- **Brief**: An exact copy of all the data below is needed, without its pictures.

Extracted information section start

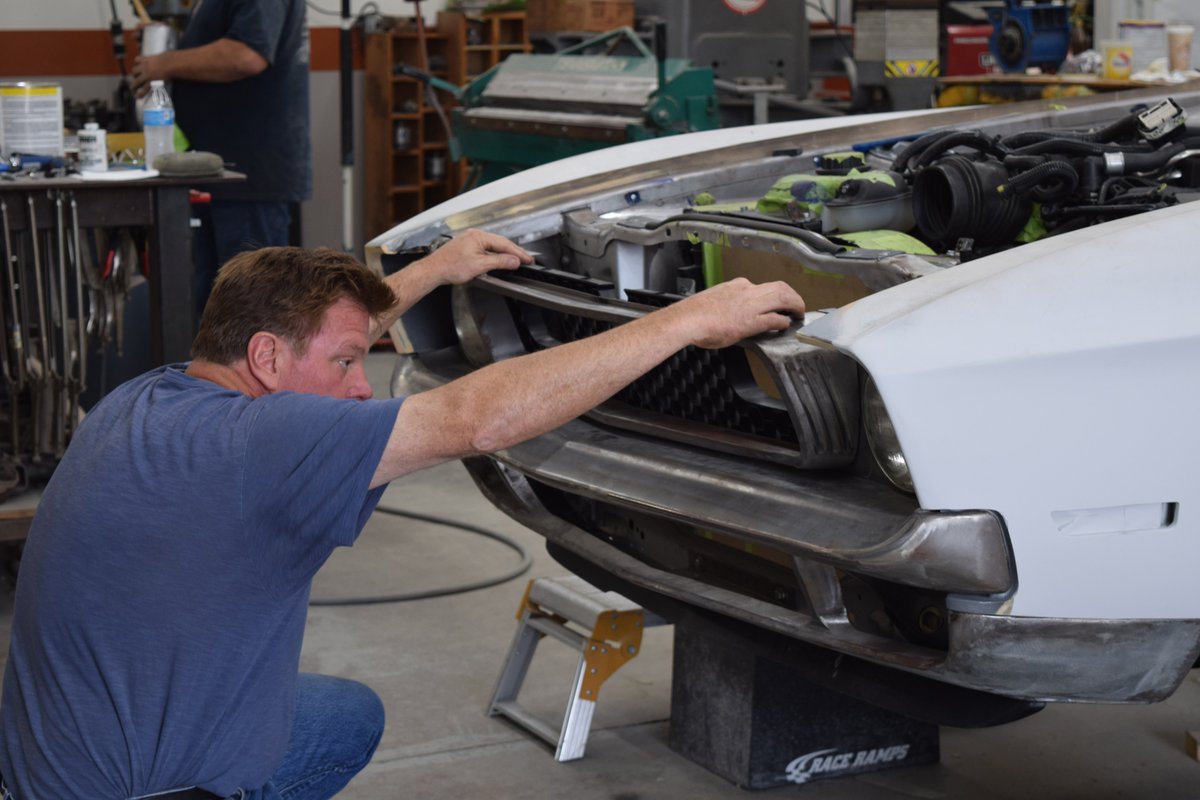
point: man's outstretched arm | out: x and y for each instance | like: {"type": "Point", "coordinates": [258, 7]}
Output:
{"type": "Point", "coordinates": [465, 257]}
{"type": "Point", "coordinates": [519, 398]}
{"type": "Point", "coordinates": [221, 61]}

Extracted information section end

- **Exercise result**:
point: man's outstretched arm | out: x and y for each instance | like: {"type": "Point", "coordinates": [258, 7]}
Output:
{"type": "Point", "coordinates": [465, 257]}
{"type": "Point", "coordinates": [519, 398]}
{"type": "Point", "coordinates": [221, 61]}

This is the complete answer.